Task statement
Copy out the listing below word for word, covering the stretch from its first line through the line containing "column 295, row 270", with both of those lines included.

[Excerpt from a dataset]
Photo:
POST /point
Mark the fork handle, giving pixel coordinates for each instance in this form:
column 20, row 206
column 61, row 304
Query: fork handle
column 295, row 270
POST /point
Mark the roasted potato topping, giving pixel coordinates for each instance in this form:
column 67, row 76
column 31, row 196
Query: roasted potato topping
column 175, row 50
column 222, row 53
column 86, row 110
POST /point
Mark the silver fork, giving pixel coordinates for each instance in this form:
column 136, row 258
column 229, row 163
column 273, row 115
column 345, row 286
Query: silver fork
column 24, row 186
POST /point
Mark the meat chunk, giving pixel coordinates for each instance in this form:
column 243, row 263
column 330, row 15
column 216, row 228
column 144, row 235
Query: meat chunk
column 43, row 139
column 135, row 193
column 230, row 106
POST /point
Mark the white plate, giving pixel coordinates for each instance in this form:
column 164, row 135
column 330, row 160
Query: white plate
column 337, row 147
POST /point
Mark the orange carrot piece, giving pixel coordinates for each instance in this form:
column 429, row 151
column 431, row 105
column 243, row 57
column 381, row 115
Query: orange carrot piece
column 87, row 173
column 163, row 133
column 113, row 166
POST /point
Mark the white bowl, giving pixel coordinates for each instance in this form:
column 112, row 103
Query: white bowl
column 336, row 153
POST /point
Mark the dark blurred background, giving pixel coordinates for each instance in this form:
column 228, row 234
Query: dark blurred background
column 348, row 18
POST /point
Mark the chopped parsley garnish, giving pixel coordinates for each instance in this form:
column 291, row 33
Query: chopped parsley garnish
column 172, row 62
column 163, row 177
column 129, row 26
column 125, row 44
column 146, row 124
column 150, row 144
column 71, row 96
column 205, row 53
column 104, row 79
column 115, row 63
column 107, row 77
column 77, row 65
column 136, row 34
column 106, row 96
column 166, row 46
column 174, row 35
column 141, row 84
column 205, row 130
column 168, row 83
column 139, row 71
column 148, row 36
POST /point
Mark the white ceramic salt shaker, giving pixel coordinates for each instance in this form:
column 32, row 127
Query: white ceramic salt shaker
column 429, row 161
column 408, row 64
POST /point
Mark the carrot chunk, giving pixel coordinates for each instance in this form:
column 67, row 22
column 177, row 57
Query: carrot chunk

Problem solution
Photo:
POST /point
Mark the fork handle, giving pixel coordinates for each instance in this form:
column 20, row 206
column 61, row 304
Query: fork handle
column 295, row 270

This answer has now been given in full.